Supplied data Start Marker
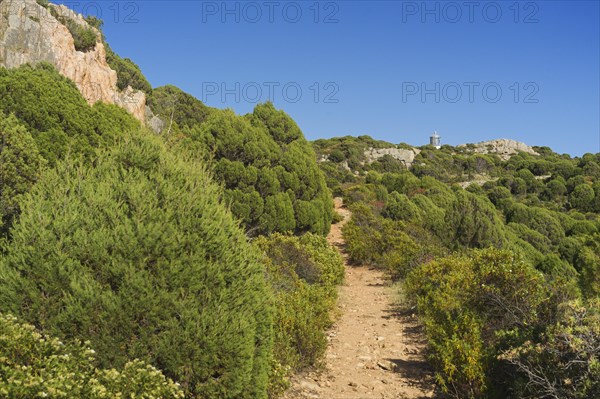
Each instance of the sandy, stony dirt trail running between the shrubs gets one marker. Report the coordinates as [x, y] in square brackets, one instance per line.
[375, 350]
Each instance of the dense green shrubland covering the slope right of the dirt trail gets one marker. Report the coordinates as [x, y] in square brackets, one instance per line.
[504, 273]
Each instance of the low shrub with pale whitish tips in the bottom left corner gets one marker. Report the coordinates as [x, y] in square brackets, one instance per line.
[35, 365]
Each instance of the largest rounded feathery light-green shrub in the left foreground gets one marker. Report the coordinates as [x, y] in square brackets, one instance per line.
[137, 254]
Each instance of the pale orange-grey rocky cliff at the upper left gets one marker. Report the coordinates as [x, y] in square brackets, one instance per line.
[29, 33]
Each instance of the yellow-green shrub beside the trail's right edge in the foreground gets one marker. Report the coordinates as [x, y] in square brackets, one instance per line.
[473, 306]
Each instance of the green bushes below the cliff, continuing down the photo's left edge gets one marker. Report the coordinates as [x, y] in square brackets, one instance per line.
[43, 117]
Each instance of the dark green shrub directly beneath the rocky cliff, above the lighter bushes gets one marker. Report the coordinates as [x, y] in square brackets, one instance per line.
[52, 109]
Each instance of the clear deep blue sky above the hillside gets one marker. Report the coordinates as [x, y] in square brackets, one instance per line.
[372, 60]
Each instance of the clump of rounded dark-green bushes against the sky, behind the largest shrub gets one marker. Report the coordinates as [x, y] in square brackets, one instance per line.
[268, 169]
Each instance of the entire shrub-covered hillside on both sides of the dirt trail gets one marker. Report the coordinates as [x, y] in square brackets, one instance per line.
[193, 263]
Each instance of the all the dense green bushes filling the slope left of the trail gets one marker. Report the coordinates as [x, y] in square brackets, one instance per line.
[136, 253]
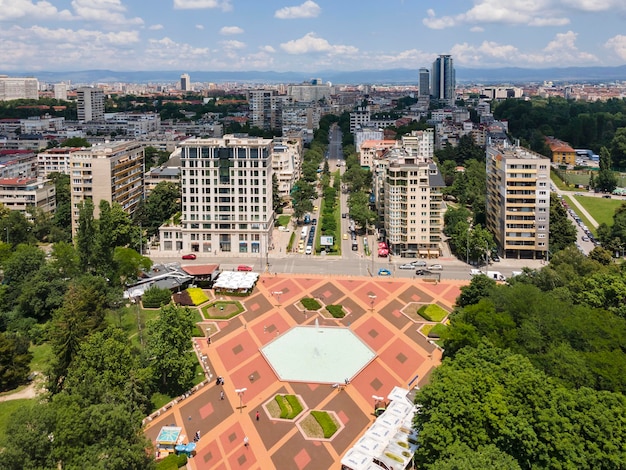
Supplied data End Marker
#### Requirement:
Retype every record as it stands. None of the pictures should appear.

#### Answer section:
Each instance of the sandy, stony dirt trail running between the shrubs gets one marker. Report the coordinates as [x, y] in square brackets, one instance per line.
[375, 350]
Each instance of the dense green shrubland covering the slope right of the dirt trail gets one marker. Report the coordinates as [x, y] in square brackets, one instance per line.
[504, 273]
Each instance of the low shrub with pale whitish tips in the bottom left corner gets one marker. Report the coordinates as [x, y] in square brackets, one instance per line.
[35, 365]
Each instance of the largest rounded feathery light-green shrub in the left foreground gets one marker. Report the coordinates as [x, y] in square brackets, one instance per line.
[137, 254]
Each instance of the pale orange-grey rocky cliff at the upper left gets one marker. Report the coordinates as [x, y] in square brackets, one instance per line.
[29, 33]
Each instance of the yellow-green shrub beside the trail's right edge in the foreground gets one marker. Report the coordinates as [x, y] in square brackets, one instance per line.
[473, 306]
Each instance of the green bushes below the cliff, continuing down the photo's left edge gets one marker. Report the coordinates as [x, y] in square brackets, one instance per line.
[43, 117]
Each instance of the dark green shrub directly beneath the rocky cliff, above the lighter bushes gets one marker. Report the coordinates as [x, y] in square brackets, one instance per line.
[52, 109]
Each instance of the clear deep blue sky above the hillside gets one marker. Report the coordinates as [x, y] in square brackets, one instance per line.
[372, 60]
Each instance of the clump of rounded dark-green bushes against the sky, behind the largest shrub gets one marker. Report the coordinates as [x, y] in square brackets, one instance per line.
[268, 169]
Each instance of the entire shrub-covered hillside on both sides of the dirt trail gets one marker. Report the coordinates as [x, y] in square brackets, one instance per line.
[193, 263]
Each instance of the all the dense green bushes filling the slope left of the trail gets one marker. Report the coordinates as [x, y] in square brackets, one instance per line.
[136, 253]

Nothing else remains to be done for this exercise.